EXERCISE OBJECTIVE
List each line of the records below that contains the string "lamp". Case matters.

Excerpts from location labeling data
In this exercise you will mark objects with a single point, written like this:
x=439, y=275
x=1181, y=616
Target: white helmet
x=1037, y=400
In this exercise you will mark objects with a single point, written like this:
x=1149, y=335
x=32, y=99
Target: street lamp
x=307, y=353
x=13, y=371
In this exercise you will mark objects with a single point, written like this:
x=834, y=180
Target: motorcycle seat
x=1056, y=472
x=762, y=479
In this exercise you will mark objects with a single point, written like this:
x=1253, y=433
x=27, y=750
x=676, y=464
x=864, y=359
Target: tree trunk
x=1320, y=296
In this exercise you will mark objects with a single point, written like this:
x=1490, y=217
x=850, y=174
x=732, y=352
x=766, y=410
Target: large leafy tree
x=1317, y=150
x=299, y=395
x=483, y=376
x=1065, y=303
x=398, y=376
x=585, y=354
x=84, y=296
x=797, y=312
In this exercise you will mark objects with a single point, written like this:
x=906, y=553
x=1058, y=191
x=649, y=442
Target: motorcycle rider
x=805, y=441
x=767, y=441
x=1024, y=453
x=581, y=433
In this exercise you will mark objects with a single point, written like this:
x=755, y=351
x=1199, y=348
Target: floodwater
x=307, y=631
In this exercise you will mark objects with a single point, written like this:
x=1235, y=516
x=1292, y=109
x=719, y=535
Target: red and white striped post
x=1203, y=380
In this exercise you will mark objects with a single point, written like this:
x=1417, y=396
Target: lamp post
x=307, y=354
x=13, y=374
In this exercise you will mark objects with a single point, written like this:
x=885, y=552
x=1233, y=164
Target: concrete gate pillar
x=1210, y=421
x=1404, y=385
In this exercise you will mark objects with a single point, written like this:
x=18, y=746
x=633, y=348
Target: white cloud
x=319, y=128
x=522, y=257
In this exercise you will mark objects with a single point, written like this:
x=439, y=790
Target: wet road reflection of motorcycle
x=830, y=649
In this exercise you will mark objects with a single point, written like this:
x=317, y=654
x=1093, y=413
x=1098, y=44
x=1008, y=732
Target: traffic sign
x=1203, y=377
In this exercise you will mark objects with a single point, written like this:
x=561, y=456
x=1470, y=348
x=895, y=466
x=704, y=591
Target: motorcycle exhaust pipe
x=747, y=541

ANSWER
Target: street lamp
Target: lamp post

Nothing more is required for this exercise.